Modifica il passo dell'articolo sui pesticidi che parte da "Si poteva scegliere" e arriva a "spiegano diverse ricerche.": riportalo con "status quo" sostituito da "situazione attuale".

_SEZIONE DEL DOCUMENTO_:
********

Pesticidi-impotenza: c’è il nesso. Ma ci guadagnano solo le case farmaceutiche

L’impotenza giovanile diventa un problema del nostro tempo. L'Ue non limita l’uso di pesticidi e le case farmaceutiche fanno profitti

di Antonio Amorosi
Economia

Pesticidi, salute e impotenza: c’è il nesso ma l’indifferenza politica contribuisce all’esplosione del business farmaceutico

 

I pesticidi provocano l’impotenza nei maschi? Non importa, all’Europa ad esempio, dove i legislatori di recente hanno deciso di votare contro la proposta di ridurne l’uso entro il 2030. 

Si poteva scegliere altrimenti, invertendo la rotta, magari con una riconversione alimentare che venisse incontro all’industria agricola. E invece no, si è deciso di mantenere lo status quo. Accade anche se l’incidenza dei pesticidi, si è scoperto, ricada soprattutto sulle nuove generazioni di adolescenti maschi: gli uomini che durante la giovane età mangiano cibi contaminati da pesticidi rischiano seriamente di compromettere la propria fertilità, spiegano diverse ricerche.

Esiste però già un settore che si occupa di impotenza: le imprese farmaceutiche. L’Italia è il secondo Paese in Europa per consumo di Viagra (il farmaco capostipite dimostratosi efficace proprio contro l’impotenza) ha affermato la Società Italiana di Urologia nel congresso tenutosi nel 2016 a Venezia. Questi farmaci si chiamano scientificamente inibitori della fosfodiesterasi 5 (PDE5) e sono una classe di medicinali efficaci nel trattamento della disfunzione erettile, un mercato incredibile per sviluppo e potenzialità. I più conosciuti farmaci di questo settore prendono i nomi di Sildenafil, Vardenafil, Tadalafil, noti al pubblico con le sigle commerciali Viagra, Levitra e Cialis.

Si calcola che un loro consumatore su 4 abbia meno di 40 anni e sempre nel 2016 Doxapharma calcolò che il giro d’affari dle settore si aggirasse intorno ai 5 miliardi, per altri istituti intorno ai 5,5.

********

Dati di puntamento delle regioni
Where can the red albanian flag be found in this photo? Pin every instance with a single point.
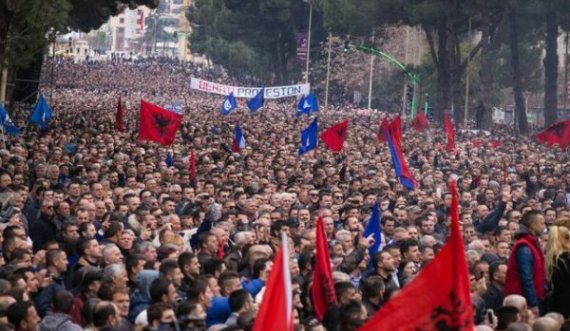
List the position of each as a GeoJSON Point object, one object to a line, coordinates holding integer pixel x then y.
{"type": "Point", "coordinates": [439, 298]}
{"type": "Point", "coordinates": [449, 132]}
{"type": "Point", "coordinates": [335, 136]}
{"type": "Point", "coordinates": [384, 128]}
{"type": "Point", "coordinates": [158, 124]}
{"type": "Point", "coordinates": [558, 133]}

********

_SOLUZIONE_:
Si poteva scegliere altrimenti, invertendo la rotta, magari con una riconversione alimentare che venisse incontro all’industria agricola. E invece no, si è deciso di mantenere lo situazione attuale. Accade anche se l’incidenza dei pesticidi, si è scoperto, ricada soprattutto sulle nuove generazioni di adolescenti maschi: gli uomini che durante la giovane età mangiano cibi contaminati da pesticidi rischiano seriamente di compromettere la propria fertilità, spiegano diverse ricerche.